**ASSIGNED TASK:** Copy each line of the material in which the word "antler" appears.

+--

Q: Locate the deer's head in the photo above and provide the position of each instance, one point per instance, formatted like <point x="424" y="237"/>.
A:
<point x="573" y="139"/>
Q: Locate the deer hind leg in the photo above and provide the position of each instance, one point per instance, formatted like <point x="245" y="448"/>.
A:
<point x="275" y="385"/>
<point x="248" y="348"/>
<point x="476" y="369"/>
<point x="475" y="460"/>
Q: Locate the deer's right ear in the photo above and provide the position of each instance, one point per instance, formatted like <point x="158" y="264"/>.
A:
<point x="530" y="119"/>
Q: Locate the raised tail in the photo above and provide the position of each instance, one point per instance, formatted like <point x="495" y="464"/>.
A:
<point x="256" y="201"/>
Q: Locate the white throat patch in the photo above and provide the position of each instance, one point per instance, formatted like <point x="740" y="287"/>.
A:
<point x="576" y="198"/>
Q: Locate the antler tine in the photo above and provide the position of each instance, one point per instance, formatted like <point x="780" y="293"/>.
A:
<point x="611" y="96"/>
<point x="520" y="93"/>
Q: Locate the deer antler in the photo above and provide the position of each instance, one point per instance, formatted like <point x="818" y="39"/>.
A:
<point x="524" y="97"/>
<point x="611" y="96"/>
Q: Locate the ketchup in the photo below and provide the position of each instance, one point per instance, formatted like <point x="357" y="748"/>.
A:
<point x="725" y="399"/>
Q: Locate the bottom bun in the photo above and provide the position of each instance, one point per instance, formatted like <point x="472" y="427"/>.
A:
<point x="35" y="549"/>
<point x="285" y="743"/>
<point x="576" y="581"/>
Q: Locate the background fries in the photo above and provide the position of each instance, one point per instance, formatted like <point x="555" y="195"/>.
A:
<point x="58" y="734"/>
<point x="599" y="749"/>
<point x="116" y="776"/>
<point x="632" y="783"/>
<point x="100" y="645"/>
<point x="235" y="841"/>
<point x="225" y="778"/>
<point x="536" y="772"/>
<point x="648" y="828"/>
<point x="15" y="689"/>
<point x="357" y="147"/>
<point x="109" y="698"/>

+--

**WRITTEN SOLUTION:**
Q: Locate the antler tine in the photo above and provide the position of each instance, one point per instance, formatted like <point x="780" y="293"/>.
Q: Locate the deer antler in the photo above and provide the position of each instance, one point per instance, formatted like <point x="818" y="39"/>.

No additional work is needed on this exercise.